Requirement >>
Retype each record shown below, leaving every character as it is.

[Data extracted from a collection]

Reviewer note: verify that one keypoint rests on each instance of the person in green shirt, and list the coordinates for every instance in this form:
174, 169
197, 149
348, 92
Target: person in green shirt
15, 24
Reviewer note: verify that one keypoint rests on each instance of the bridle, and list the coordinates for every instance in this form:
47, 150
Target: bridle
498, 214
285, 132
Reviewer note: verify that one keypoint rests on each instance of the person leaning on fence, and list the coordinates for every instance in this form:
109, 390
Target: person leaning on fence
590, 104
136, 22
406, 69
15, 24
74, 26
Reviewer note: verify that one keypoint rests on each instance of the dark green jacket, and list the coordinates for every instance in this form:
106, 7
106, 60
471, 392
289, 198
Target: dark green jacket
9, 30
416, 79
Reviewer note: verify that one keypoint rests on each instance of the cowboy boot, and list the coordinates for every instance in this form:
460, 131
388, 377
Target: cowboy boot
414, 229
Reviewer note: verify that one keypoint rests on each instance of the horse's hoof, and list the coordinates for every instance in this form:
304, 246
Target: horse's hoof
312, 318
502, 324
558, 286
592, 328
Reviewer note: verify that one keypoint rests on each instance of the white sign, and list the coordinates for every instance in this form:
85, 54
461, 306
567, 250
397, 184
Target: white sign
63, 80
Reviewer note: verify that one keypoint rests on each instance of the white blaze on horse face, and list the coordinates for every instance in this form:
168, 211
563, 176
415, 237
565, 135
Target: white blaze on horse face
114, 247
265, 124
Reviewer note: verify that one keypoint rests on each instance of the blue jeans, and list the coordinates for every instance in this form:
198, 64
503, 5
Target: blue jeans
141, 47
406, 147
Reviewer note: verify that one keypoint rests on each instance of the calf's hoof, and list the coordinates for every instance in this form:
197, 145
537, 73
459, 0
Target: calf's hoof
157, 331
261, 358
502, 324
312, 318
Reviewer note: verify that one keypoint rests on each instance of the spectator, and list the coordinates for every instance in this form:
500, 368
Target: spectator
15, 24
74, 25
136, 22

Solved exercise >>
Reviewer note: verify that one keypoint rests on each instance of the person in green shirt, and list the coordinates for every instance in this form:
174, 169
197, 149
348, 92
Target: person in green shirt
15, 24
Reviewer note: verify that one keypoint rests on each instance of the bridle, and list the coordinates for every instance in this form:
47, 150
Target: bridle
498, 214
285, 132
Reviewer note: verify that one keypoint rests on each instance of the person leaning on fence, and list the coordinates for every instance in this form:
109, 390
Target: person leaning on fence
590, 104
136, 22
406, 69
15, 24
74, 26
Reviewer note: verify that one keypoint rests on each instance of the dark green jacket, and list the coordinates for every instance in this form:
106, 7
106, 60
471, 392
289, 198
Target: dark green jacket
9, 30
416, 79
Reviewer note: verify that one keypoint rests on each instance of the cowboy boot, and list the coordinates for every instance in this form:
460, 131
388, 377
Target: cowboy boot
414, 229
Reviewer note: verify that one keypoint rests on each instance of the horse's hoof, and list the coordinates for every instance in this form:
304, 246
Target: horse's hoof
312, 318
502, 324
558, 286
592, 328
Reviewer note: verify that one keypoint rests on each instance of the white sign, and list the coordinates for every instance in this form:
85, 54
461, 306
567, 250
397, 184
Target: white sign
63, 80
Reviewer note: verify that one keypoint rests on each instance of the white blaze on horse face, and list the coordinates for every instance in this form:
168, 211
563, 176
415, 237
565, 135
Target: white blaze on horse face
114, 247
265, 124
Reviewer note: verify that one keypoint rests on each instance of the blue jeans, and list the coordinates for every instance in this form:
198, 64
503, 5
Target: blue jeans
141, 47
406, 147
Reviewer note: verify that one keypoint rests on each instance of the calf's hoof, and list the coordinates for every instance in this form:
197, 145
537, 73
459, 0
Target: calf's hoof
157, 331
261, 358
502, 324
312, 318
Reviewer note: verify that one keypoint rests on each instance of the spectator, and list the coordinates for every instance in this form:
500, 368
Target: spectator
15, 24
74, 25
136, 22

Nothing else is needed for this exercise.